━━ MATERIAL SHOWN ━━

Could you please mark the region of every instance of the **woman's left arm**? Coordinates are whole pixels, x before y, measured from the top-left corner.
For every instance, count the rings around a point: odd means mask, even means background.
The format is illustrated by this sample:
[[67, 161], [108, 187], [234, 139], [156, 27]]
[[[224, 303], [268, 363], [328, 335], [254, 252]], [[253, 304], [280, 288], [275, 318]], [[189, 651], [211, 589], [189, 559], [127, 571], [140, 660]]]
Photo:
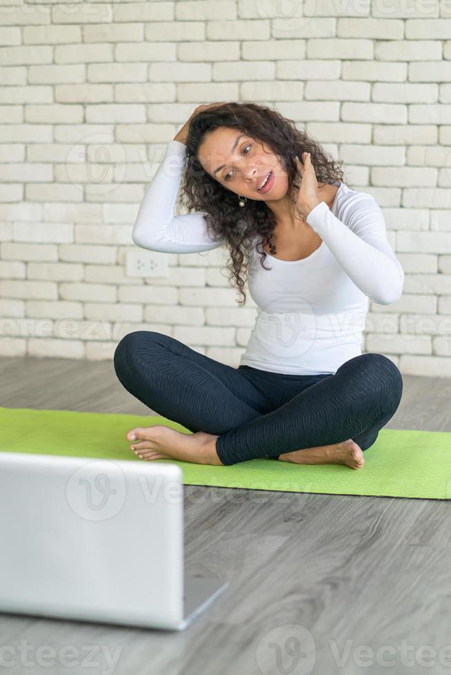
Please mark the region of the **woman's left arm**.
[[404, 271], [387, 240], [383, 214], [372, 195], [343, 205], [346, 225], [319, 202], [305, 220], [319, 235], [348, 276], [365, 295], [379, 304], [397, 300], [404, 284]]

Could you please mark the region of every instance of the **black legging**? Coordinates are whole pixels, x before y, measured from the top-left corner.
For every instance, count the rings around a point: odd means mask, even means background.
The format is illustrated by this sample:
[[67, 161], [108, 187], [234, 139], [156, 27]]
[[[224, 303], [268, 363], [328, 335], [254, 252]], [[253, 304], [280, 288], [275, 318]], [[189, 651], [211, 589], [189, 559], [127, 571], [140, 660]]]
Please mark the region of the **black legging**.
[[403, 392], [399, 370], [382, 354], [360, 354], [334, 374], [285, 375], [226, 365], [153, 331], [123, 338], [114, 366], [126, 389], [152, 410], [217, 435], [223, 464], [348, 438], [366, 450]]

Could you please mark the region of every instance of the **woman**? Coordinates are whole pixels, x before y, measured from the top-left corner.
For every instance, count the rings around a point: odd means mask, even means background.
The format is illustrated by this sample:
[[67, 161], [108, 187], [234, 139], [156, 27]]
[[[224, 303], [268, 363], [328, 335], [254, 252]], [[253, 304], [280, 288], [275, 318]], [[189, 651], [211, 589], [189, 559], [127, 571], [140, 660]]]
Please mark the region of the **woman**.
[[[174, 216], [182, 177], [194, 212]], [[342, 177], [292, 121], [252, 103], [201, 105], [168, 143], [134, 242], [174, 253], [227, 245], [244, 301], [250, 268], [257, 316], [238, 368], [162, 333], [122, 338], [114, 365], [123, 386], [193, 432], [132, 429], [139, 457], [363, 466], [403, 390], [391, 360], [361, 353], [368, 298], [397, 300], [404, 273], [375, 200]]]

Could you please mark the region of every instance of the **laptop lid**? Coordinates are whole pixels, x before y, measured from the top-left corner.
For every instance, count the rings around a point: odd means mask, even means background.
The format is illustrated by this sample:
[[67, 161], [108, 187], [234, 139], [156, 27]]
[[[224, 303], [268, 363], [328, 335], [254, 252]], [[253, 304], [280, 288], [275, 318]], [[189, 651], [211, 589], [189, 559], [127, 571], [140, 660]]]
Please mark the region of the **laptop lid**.
[[0, 611], [179, 626], [181, 476], [163, 462], [0, 453]]

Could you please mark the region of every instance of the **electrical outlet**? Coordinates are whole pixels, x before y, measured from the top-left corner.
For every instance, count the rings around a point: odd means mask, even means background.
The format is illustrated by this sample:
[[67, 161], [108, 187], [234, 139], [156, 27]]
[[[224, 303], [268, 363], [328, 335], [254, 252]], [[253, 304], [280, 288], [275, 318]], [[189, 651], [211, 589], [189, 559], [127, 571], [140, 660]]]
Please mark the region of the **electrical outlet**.
[[167, 277], [168, 254], [157, 251], [129, 251], [126, 256], [129, 277]]

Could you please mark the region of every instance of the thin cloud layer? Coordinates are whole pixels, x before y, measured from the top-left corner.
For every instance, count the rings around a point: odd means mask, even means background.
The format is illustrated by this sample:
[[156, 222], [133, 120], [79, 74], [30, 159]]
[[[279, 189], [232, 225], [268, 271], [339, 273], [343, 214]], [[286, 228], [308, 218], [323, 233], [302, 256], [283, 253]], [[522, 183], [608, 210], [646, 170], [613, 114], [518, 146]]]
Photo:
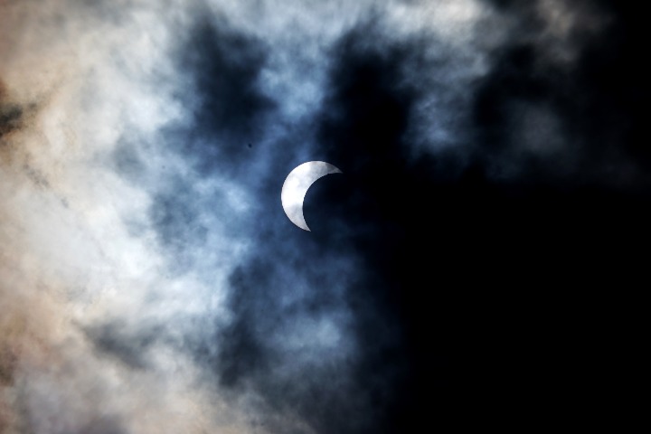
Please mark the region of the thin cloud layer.
[[[598, 370], [575, 307], [649, 217], [638, 11], [310, 3], [0, 3], [0, 431], [556, 420]], [[310, 160], [344, 175], [307, 232]]]

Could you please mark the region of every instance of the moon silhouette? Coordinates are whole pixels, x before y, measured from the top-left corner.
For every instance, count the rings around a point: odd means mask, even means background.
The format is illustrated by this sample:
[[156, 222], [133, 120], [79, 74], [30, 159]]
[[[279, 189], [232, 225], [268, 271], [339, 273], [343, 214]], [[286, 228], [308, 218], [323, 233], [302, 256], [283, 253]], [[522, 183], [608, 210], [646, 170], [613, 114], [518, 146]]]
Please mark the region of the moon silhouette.
[[280, 193], [283, 210], [289, 220], [299, 228], [309, 231], [303, 216], [303, 200], [307, 189], [326, 175], [341, 173], [341, 170], [325, 161], [308, 161], [289, 172]]

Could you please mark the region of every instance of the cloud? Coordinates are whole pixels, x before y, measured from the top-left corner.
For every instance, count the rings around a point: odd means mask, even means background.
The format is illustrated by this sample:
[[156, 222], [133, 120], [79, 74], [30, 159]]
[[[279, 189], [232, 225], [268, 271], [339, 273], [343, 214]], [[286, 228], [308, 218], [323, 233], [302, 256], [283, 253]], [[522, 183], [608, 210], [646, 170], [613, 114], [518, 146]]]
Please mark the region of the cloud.
[[[2, 3], [0, 430], [391, 433], [571, 404], [573, 321], [648, 220], [637, 15]], [[312, 232], [280, 203], [307, 160], [344, 173], [308, 191]]]

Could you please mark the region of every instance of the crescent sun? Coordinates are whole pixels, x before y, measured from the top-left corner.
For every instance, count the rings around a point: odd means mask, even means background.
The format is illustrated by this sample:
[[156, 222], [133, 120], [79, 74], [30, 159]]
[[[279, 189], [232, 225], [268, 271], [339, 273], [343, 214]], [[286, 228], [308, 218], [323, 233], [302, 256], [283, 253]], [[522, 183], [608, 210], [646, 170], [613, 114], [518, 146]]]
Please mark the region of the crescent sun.
[[308, 161], [289, 172], [280, 193], [283, 210], [289, 220], [299, 228], [309, 231], [303, 216], [303, 200], [307, 189], [326, 175], [341, 173], [341, 170], [325, 161]]

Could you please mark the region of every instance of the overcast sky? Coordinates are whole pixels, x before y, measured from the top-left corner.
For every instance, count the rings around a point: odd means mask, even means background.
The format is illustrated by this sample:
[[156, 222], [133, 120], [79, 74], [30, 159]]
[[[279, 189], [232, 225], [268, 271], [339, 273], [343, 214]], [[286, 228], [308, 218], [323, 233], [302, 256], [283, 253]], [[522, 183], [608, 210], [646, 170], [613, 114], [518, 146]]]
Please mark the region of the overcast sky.
[[0, 432], [590, 419], [651, 217], [621, 5], [0, 0]]

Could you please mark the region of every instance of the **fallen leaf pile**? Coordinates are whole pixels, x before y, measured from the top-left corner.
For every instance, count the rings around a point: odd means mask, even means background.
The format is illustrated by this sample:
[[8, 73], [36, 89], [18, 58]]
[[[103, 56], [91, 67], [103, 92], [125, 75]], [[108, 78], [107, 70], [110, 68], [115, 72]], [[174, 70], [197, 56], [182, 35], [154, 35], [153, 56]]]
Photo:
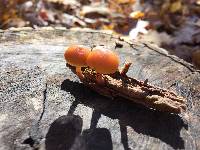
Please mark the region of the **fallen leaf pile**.
[[23, 26], [111, 30], [200, 68], [199, 0], [0, 0], [0, 29]]

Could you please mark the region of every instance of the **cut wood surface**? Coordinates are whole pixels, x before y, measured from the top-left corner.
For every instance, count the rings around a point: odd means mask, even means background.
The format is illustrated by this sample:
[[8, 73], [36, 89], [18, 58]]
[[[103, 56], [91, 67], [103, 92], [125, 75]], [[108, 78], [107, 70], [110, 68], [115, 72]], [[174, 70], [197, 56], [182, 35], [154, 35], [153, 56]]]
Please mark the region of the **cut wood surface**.
[[[71, 44], [116, 51], [128, 76], [176, 92], [172, 115], [84, 86], [66, 67]], [[155, 45], [106, 32], [63, 28], [0, 30], [0, 150], [200, 149], [200, 72]]]

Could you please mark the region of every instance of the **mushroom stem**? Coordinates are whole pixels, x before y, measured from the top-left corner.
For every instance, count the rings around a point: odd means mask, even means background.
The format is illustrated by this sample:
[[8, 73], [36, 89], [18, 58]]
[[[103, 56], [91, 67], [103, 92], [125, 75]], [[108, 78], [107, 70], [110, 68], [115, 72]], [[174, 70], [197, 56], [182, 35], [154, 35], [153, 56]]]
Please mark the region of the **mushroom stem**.
[[76, 67], [76, 75], [79, 77], [79, 79], [81, 81], [84, 79], [84, 76], [83, 76], [82, 71], [81, 71], [81, 67], [79, 67], [79, 66]]
[[96, 74], [96, 81], [97, 81], [97, 84], [99, 84], [99, 85], [105, 85], [105, 81], [104, 81], [101, 73]]
[[120, 74], [121, 74], [122, 76], [126, 76], [126, 73], [128, 72], [128, 70], [129, 70], [131, 64], [132, 64], [132, 63], [130, 63], [130, 62], [126, 62], [126, 63], [125, 63], [124, 67], [123, 67], [122, 70], [120, 71]]

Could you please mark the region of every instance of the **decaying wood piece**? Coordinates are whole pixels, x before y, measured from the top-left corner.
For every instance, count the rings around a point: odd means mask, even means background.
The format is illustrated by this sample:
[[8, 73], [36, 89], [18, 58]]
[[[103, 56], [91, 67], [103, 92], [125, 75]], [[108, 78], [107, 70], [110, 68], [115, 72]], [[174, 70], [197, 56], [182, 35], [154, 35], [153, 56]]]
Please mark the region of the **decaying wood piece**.
[[[152, 86], [147, 81], [139, 81], [126, 76], [131, 63], [126, 64], [121, 72], [117, 71], [111, 75], [102, 75], [104, 85], [99, 85], [96, 81], [97, 73], [84, 68], [84, 78], [81, 81], [100, 95], [116, 98], [123, 97], [133, 102], [140, 103], [146, 107], [159, 111], [179, 114], [186, 109], [186, 100], [176, 93]], [[75, 68], [67, 64], [75, 73]]]

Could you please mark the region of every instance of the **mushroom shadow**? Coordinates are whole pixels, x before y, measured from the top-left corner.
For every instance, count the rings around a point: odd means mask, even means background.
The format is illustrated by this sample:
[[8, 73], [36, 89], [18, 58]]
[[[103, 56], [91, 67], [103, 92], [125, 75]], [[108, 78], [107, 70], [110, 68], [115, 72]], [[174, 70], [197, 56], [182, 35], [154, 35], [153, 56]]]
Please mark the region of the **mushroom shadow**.
[[108, 129], [94, 128], [84, 130], [76, 138], [71, 150], [112, 150], [112, 138]]
[[82, 130], [83, 121], [76, 115], [61, 116], [50, 126], [46, 135], [46, 150], [69, 150]]
[[63, 81], [61, 89], [70, 92], [76, 99], [75, 103], [84, 104], [109, 118], [118, 119], [121, 131], [121, 137], [118, 138], [121, 138], [125, 149], [129, 149], [126, 126], [130, 126], [138, 134], [158, 138], [174, 149], [184, 149], [180, 130], [188, 127], [178, 115], [155, 111], [124, 98], [111, 100], [82, 83], [69, 79]]

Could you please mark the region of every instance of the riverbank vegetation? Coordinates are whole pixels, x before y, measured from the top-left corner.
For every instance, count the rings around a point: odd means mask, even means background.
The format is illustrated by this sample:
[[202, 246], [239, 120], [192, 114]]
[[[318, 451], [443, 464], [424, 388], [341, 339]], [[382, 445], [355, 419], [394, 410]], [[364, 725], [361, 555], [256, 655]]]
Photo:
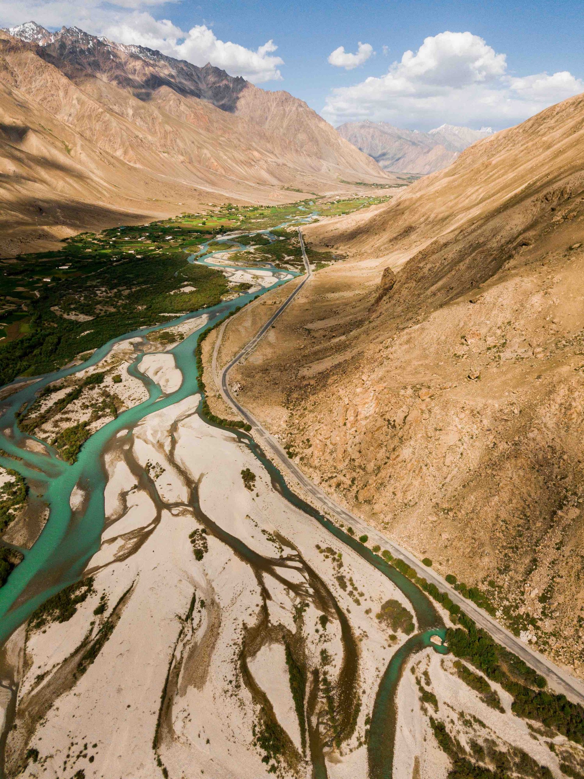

━━━

• **SHORT TASK**
List every line of the entries above that contains the word "legging". Treat uppercase and lowercase letters as different.

• **SOLUTION**
Could you please mark the region of every instance of the **black legging**? Coordinates are whole pixels, x before y, measured from the top-left corner.
Please mark the region of the **black legging**.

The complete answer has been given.